◆ **SUPPLIED DATA**
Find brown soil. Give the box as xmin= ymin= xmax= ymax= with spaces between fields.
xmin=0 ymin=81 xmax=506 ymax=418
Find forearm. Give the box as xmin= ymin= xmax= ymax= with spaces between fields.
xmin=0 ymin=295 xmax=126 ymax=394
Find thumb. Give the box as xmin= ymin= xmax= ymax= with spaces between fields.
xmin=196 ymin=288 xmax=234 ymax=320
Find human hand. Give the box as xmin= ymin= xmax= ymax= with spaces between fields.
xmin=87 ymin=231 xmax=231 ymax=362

* * *

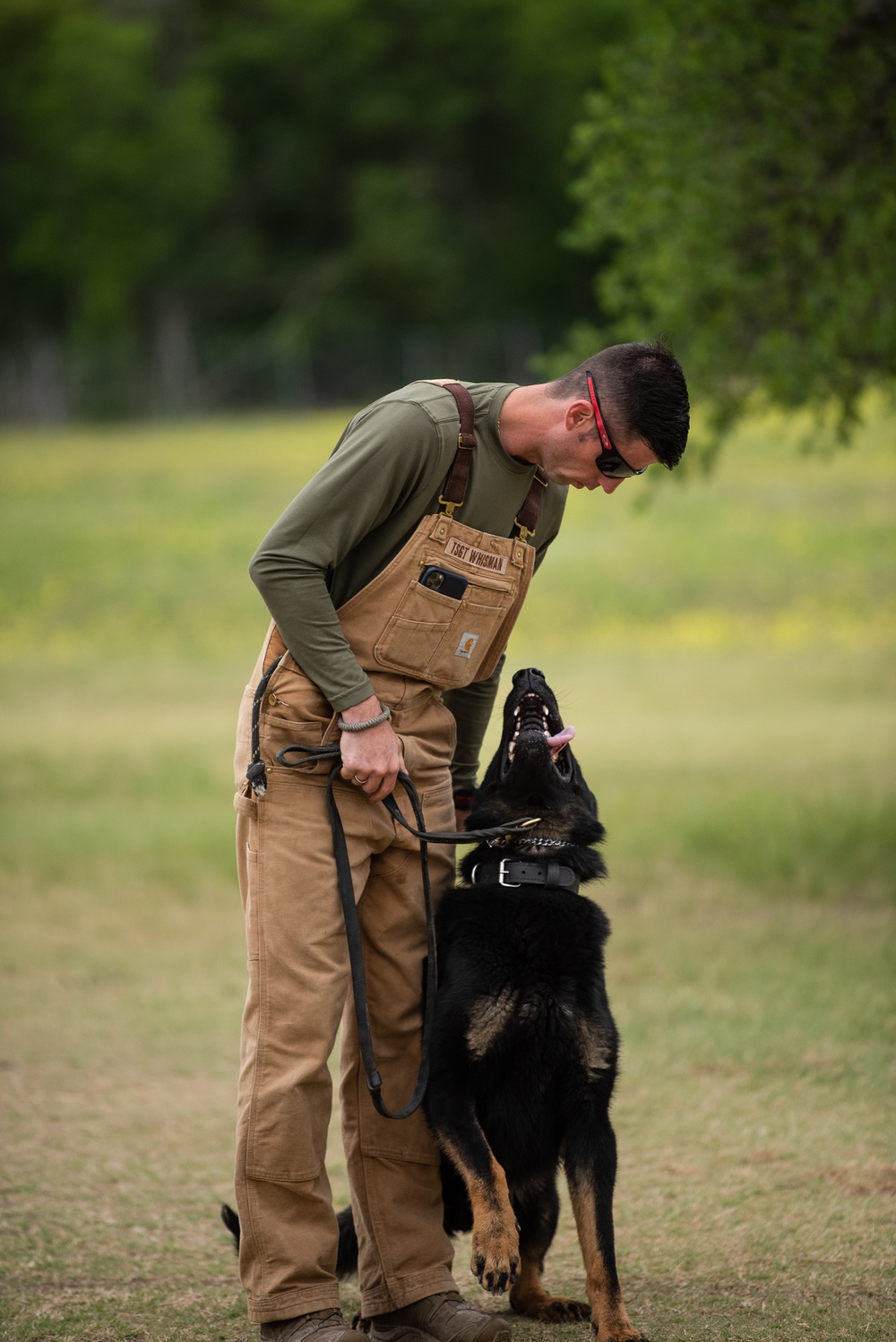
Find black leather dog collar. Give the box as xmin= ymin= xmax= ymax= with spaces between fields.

◆ **REQUEST**
Rewrite everything from the line containing "Find forearm. Give" down to the line containing "xmin=196 ymin=288 xmax=234 ymax=320", swapping "forearm" for "elbow" and leaving all else as it stands.

◆ **FINISHED TASK**
Find elbow. Give the box as xmin= ymin= xmax= ymax= with spaces between fields.
xmin=0 ymin=295 xmax=126 ymax=394
Find thumb. Give the box as xmin= ymin= xmax= ymax= with spaces between fields.
xmin=196 ymin=288 xmax=234 ymax=320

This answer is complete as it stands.